→ Assignment
Reproduce the data in full, exactly as it appears.

→ Exercise material

========

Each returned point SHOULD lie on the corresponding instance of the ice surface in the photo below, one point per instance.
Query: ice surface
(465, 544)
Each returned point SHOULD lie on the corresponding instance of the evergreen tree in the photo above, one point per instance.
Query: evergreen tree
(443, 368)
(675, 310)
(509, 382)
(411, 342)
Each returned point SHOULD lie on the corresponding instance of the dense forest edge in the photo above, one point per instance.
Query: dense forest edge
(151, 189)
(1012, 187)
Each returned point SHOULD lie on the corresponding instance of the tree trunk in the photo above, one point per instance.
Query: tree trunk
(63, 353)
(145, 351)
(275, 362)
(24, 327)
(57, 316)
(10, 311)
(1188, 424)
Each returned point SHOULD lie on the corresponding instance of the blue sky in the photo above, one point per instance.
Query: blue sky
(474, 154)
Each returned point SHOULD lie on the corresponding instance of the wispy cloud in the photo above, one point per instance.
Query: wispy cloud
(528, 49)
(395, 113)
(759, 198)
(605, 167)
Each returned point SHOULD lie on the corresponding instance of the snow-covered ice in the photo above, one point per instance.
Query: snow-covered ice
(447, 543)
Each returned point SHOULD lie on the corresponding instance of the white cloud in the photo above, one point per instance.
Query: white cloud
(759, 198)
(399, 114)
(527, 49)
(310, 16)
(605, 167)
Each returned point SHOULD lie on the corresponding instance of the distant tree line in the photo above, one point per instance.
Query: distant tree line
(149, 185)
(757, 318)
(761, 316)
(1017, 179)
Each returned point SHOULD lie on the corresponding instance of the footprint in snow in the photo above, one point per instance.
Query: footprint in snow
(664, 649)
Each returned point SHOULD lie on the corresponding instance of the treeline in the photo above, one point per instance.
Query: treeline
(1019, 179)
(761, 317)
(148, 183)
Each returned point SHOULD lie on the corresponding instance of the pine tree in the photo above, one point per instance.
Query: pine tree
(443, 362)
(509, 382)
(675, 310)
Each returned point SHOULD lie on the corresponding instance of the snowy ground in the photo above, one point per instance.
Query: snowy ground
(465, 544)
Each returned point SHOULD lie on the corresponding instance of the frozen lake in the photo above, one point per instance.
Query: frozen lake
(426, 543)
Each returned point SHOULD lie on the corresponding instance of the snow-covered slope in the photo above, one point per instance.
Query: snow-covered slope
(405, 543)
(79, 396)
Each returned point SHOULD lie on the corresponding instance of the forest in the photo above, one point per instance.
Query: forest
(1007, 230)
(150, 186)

========

→ Finished task
Each returned point SHOULD lie on the corresponding instance of the ice surface in the photo below, one point per instance.
Query: ice surface
(465, 544)
Each returned point SHOULD lie on the corresponding instance of the evergreen tree in the photo above, one point per instance.
Query: evergreen tree
(443, 368)
(675, 310)
(509, 382)
(411, 342)
Each returned point SHOULD lie on the corresponding instance of the dense forest edge in the photo above, one point per instance.
Query: dense forest edge
(151, 189)
(1012, 187)
Each returned point SHOULD lie on the corresponding instance of the tree trunk in the photo above, one point per instance.
Query: tree trunk
(63, 353)
(145, 351)
(275, 362)
(24, 327)
(57, 316)
(10, 311)
(1188, 424)
Each returned point SHOULD lie on the corresponding instance of the blue sky in the photo above, one point per instance.
Query: blue sky
(474, 154)
Each returned point SHOULD lie on the corresponding instance of the wispy cloud in the photo above, one point per instance.
Query: wispy cloud
(528, 49)
(395, 113)
(759, 198)
(605, 167)
Each returned point SHOULD lie on the corresponding instance of the snow-covered ice in the photo above, one point per instance.
Query: snow-covered ice
(447, 543)
Each returned point SHOULD lie on the corresponding instance of the white cloud in the photo above, one point per instance.
Query: white cloud
(759, 198)
(399, 114)
(527, 49)
(310, 16)
(605, 167)
Each returned point SHOULD lie on the corresponding instance of the distant tree line in the photo above, one point per instance.
Query: distant tree line
(149, 185)
(757, 318)
(761, 316)
(1017, 179)
Each returned point SHOULD lie on the corresponding instance of the footprint in snow in the photo above, one point per instance.
Query: footprint in snow
(664, 649)
Each returned point SHOULD lie on the corresponding instance of the treeline in the photo above, one point per instance.
Query: treeline
(1019, 179)
(761, 317)
(148, 183)
Each returned point SHOULD lie on the corresponding instance of the pine tree in the photo above, one point per instance.
Query: pine tree
(443, 362)
(509, 382)
(675, 310)
Each returned point SHOULD lie on the corresponding instance of the snowy ground in the photo above, one point per instance.
Query: snowy ground
(465, 544)
Each returned point SHOULD lie on the corresponding instance of the frozen lake in the photo above, one point per instance.
Query: frozen lake
(426, 543)
Each returned point SHOULD lie on the corresponding instance of the snow-covered slope in the photo above, one point per instance.
Query: snow-covered slope
(405, 543)
(79, 396)
Each returned point SHOULD lie on the corresponding instance of the forest in the photo above, one point per instance.
Query: forest
(1007, 230)
(150, 186)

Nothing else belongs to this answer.